■ Given task 1: In the cigar thread, what is the name of the smoke shop visited at the Sponge Docks?
■ Given task 2: Reproduce word for word the stretch of the cigar thread from "I was down at" through "away I went ...".

---------- Article

# Pics of a Cigar Roller ... and one boat ...



## swingerofbirches (Jan 12, 2010)

I was down at the Sponge Docks yesterday evening and stepped into a fun little smoke shop called Serafin de Cuba to see what was going on. They had a roller in (which they typically do) so I asked to snap some pics and after the roller obliged, away I went ...

I haven't fooled with these pics at all (I plan to over the next couple of days) so I realize that there are some things to fix ... just wanted to post them up so you guys could get a kick out of them.





































And here's one small panoramic view of a scene that caught my eye ...


----------



## Habano (Jul 5, 2010)

Great pics Charlie and thank you for sharing.

Did you get a chance to pick one up and smoke it while soaking in the awesome views of the boat?


----------



## swingerofbirches (Jan 12, 2010)

Nope ... the boat pic came before I hit the shop and there wasn't time to light one up right there. I did grab a 5er and was going to light one up tonight, but I've been thinking more and more about heading down there on Saturday and smoking one on the spot while taking more pics. We'll see ... 

You know I picked you up one.


----------



## wahoofever (Jul 5, 2011)

My Dad winters right near Tarpon.

So that store is right on the docks ehh? I'll have to stop in next time I go down there.


----------



## Habano (Jul 5, 2010)

swingerofbirches said:


> Nope ... the boat pic came before I hit the shop and there wasn't time to light one up right there. I did grab a 5er and was going to light one up tonight, but I've been thinking more and more about heading down there on Saturday and smoking one on the spot while taking more pics. We'll see ...
> 
> You know I picked you up one.


That sounds like a great idea Charlie. Hopefully the weather is nice for a great smoke on the docks. Let me know how it smokes.

Awe thanks man I appreciate it, but you didn't have to. Hang to it and bring it up when come back home for the holidays and we'll light them up.


----------



## swingerofbirches (Jan 12, 2010)

wahoofever said:


> My Dad winters right near Tarpon.
> 
> So that store is right on the docks ehh? I'll have to stop in next time I go down there.


Yep, it's almost immediately on your left as you start down Dodecanese from Alt 19. 
Lmk when you're in town and we'll grab a smoke. 



Starbuck said:


> That sounds like a great idea Charlie. Hopefully the weather is nice for a great smoke on the docks. Let me know how it smokes.
> 
> Awe thanks man I appreciate it, but you didn't have to. Hang to it and bring it up when come back home for the holidays and we'll light them up.

--------------------
---------- Raw records

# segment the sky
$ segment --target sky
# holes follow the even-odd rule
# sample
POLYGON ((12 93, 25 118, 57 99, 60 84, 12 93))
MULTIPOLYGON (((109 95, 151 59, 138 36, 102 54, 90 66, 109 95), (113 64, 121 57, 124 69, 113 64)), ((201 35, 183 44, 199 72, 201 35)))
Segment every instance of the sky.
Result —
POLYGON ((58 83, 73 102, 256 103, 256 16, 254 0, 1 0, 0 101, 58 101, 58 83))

--------------------

■ Correct result 1: Serafin de Cuba

■ Correct result 2:
I was down at the Sponge Docks yesterday evening and stepped into a fun little smoke shop called Serafin de Cuba to see what was going on. They had a roller in (which they typically do) so I asked to snap some pics and after the roller obliged, away I went ...